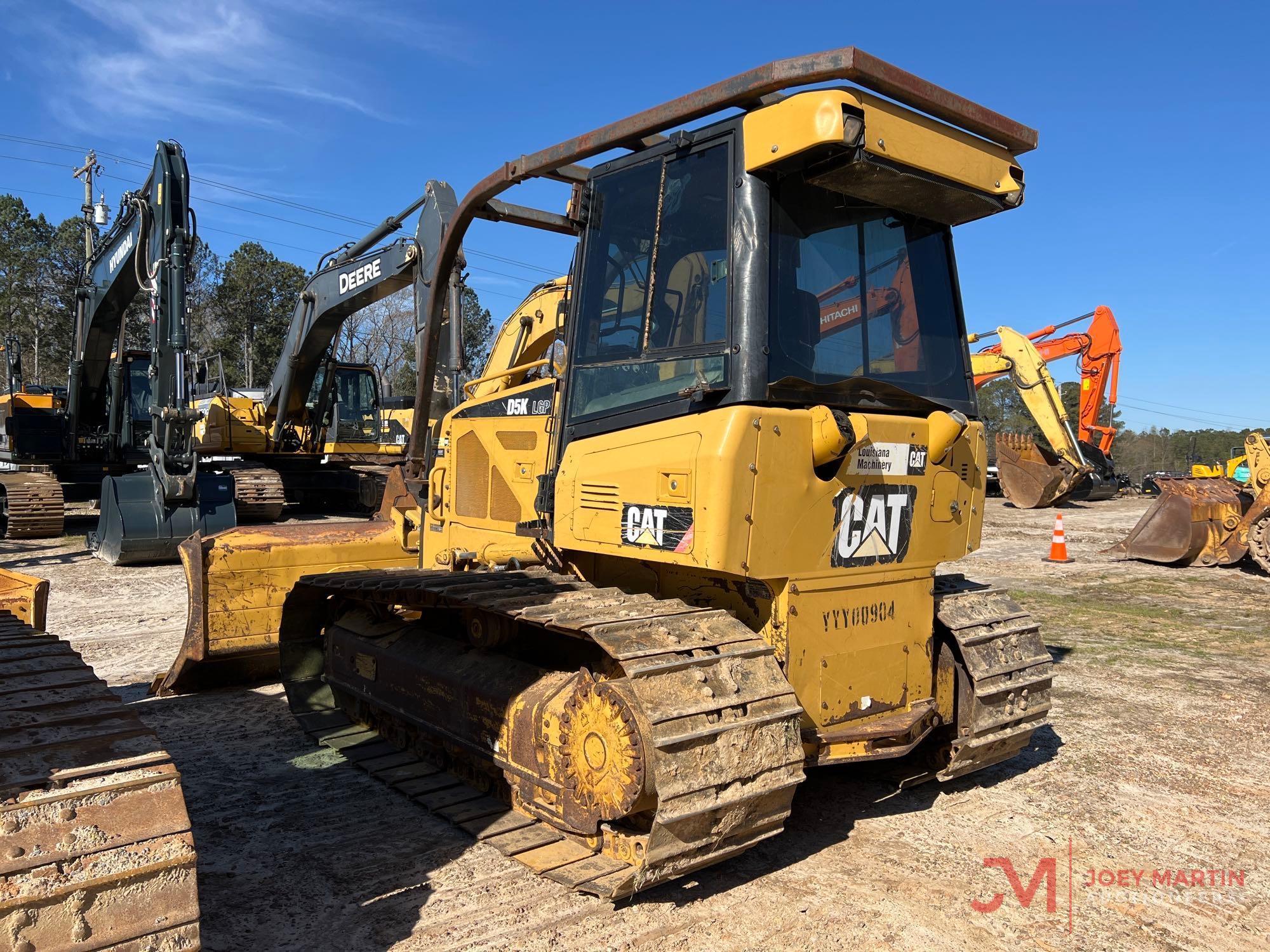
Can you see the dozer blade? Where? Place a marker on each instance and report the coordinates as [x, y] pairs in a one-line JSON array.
[[137, 526], [239, 579], [1187, 525], [1033, 477]]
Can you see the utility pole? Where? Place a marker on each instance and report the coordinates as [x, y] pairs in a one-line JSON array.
[[93, 215]]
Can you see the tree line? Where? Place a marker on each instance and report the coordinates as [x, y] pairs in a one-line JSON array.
[[1136, 453], [239, 309]]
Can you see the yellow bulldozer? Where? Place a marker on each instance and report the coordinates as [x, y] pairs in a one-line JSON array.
[[681, 540], [1208, 521]]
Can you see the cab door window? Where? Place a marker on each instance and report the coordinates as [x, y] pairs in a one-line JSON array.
[[653, 314]]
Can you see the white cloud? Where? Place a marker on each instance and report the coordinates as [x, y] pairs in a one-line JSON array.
[[229, 63]]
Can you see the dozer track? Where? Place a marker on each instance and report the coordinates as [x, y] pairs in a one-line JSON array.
[[1006, 675], [258, 493], [698, 717], [96, 850], [31, 506]]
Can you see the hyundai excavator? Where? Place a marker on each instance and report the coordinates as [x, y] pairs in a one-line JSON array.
[[1075, 465], [96, 846], [664, 569], [123, 409], [1208, 521]]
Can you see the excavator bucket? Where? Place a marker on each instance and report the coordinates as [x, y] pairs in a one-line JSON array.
[[1032, 475], [139, 526], [239, 579], [1188, 524]]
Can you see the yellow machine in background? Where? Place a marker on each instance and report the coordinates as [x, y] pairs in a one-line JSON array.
[[683, 541], [238, 579], [1208, 521]]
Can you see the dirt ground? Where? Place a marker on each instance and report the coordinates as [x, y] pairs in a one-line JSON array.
[[1158, 762]]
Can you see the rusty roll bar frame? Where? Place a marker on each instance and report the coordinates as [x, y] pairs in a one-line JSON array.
[[745, 89]]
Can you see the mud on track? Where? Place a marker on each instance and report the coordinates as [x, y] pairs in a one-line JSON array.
[[1159, 760]]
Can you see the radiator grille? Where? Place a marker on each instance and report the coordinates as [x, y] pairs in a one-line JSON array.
[[472, 478], [601, 497], [504, 505], [519, 440]]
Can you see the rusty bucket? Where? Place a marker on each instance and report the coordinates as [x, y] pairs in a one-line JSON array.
[[1032, 475], [1188, 524]]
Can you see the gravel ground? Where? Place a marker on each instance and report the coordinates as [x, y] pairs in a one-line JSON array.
[[1158, 761]]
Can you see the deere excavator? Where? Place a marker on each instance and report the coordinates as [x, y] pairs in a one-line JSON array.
[[123, 409], [96, 849], [1076, 465], [318, 432], [685, 546], [1208, 521]]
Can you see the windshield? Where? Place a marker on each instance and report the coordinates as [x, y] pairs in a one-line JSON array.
[[863, 293], [358, 406]]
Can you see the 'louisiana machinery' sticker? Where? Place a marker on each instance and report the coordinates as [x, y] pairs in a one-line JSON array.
[[657, 526], [873, 525], [888, 460]]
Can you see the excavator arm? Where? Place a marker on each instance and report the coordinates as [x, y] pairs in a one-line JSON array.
[[351, 280], [147, 515], [1098, 352], [1031, 475]]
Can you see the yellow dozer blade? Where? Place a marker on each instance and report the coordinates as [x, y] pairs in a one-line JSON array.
[[1032, 475], [238, 579], [25, 597], [1208, 521]]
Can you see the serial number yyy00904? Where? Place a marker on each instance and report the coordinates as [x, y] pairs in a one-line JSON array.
[[859, 616]]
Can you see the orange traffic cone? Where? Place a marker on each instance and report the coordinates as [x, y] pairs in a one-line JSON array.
[[1059, 545]]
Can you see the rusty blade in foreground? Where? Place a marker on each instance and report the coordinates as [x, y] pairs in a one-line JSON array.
[[96, 850], [1188, 524], [1033, 477]]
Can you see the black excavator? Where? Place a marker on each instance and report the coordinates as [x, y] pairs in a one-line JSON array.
[[123, 409], [316, 431], [148, 249]]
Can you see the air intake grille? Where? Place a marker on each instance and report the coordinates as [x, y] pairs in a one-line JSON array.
[[504, 505], [472, 478], [599, 496], [514, 440]]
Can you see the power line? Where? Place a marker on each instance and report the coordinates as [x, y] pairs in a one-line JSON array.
[[1215, 425], [1198, 411], [262, 196], [225, 186]]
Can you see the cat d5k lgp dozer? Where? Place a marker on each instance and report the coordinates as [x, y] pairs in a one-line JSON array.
[[693, 552]]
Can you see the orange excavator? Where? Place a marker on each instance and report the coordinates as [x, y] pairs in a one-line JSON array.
[[1045, 477]]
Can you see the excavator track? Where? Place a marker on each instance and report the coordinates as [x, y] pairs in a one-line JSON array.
[[258, 494], [1006, 675], [31, 506], [96, 849], [723, 753], [1259, 543]]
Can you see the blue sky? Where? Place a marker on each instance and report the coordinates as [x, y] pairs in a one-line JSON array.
[[1147, 192]]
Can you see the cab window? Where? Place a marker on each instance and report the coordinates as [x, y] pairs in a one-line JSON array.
[[653, 310]]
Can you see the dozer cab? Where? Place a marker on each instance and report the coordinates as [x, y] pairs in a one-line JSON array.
[[692, 550], [1208, 521]]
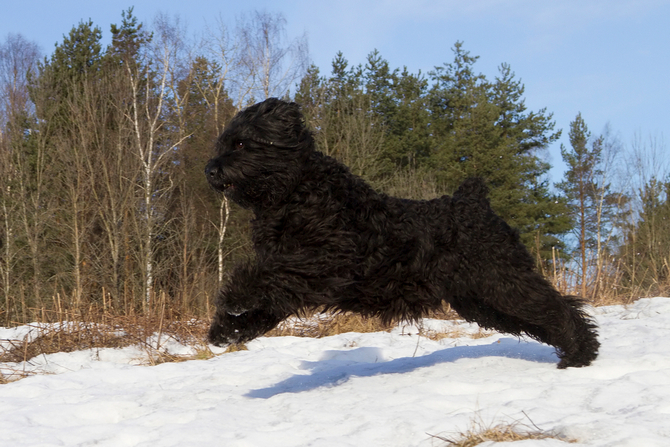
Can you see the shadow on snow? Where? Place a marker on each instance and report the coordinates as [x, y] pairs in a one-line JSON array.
[[336, 367]]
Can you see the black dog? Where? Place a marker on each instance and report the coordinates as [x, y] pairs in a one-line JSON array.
[[323, 238]]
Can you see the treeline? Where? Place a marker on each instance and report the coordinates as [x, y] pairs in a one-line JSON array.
[[103, 202]]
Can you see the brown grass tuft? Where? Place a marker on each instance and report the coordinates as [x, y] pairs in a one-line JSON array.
[[319, 325], [480, 432]]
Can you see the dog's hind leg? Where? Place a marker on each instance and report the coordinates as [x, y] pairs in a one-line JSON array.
[[532, 306]]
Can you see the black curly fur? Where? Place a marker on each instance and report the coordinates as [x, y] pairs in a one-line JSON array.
[[324, 238]]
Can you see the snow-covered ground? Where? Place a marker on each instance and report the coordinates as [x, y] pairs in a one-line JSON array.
[[379, 389]]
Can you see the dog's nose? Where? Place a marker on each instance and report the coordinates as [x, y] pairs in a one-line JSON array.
[[211, 170]]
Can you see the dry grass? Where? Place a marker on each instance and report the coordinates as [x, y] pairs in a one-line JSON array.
[[455, 333], [323, 325], [106, 331], [480, 432]]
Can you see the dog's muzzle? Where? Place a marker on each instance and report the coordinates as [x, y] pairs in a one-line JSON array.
[[215, 176]]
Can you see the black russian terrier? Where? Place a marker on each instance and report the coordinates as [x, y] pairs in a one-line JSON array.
[[324, 239]]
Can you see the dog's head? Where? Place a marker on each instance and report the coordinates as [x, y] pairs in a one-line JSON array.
[[260, 154]]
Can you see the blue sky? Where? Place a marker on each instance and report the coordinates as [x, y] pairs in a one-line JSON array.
[[608, 59]]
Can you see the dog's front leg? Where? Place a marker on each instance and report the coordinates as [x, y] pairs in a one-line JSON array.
[[247, 306], [227, 328]]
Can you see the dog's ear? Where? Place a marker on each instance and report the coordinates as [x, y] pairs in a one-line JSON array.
[[281, 123]]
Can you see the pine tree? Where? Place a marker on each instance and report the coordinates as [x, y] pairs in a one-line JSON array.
[[592, 203]]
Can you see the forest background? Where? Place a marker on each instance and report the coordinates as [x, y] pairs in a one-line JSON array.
[[104, 205]]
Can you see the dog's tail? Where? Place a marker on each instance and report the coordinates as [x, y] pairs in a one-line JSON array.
[[472, 188]]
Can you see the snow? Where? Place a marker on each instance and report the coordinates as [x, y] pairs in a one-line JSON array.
[[378, 389]]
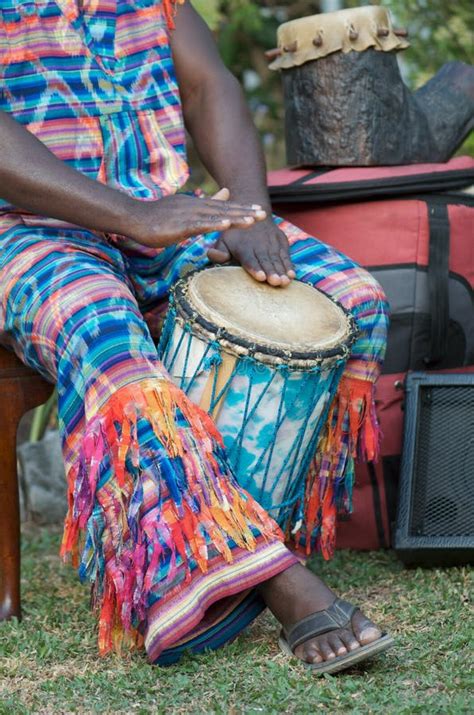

### Given problem
Format the records above, from the line containing "Can you see the dog's nose?" through the line containing "[[260, 154]]", as a JSON list of strings with one string per line and blank lines omitted.

### Response to this exercise
[
  "Can you see the dog's nose? Where? Place a marker on each instance and report the coordinates as [x, y] pairs in a one-line JSON array.",
  "[[211, 170]]",
  "Can you see the dry grass? Where? Place a marker on each instance and report the coordinates as [x, y] pairs in a one-line JSON array.",
  "[[455, 333], [323, 325], [106, 331], [480, 432]]",
  "Can you see the dog's muzzle? Where? Place a marker on each instance and report the coordinates as [x, y] pairs in a one-line JSON array.",
  "[[215, 176]]",
  "Can you see the black russian terrier? Where? Place a marker on each instance and report the coordinates as [x, y] pairs in a one-line JSON array.",
  "[[324, 239]]",
  "Can you see the dog's head? Where? Place a marker on each instance and report the coordinates as [x, y] pairs in a one-line JSON array.",
  "[[260, 154]]"
]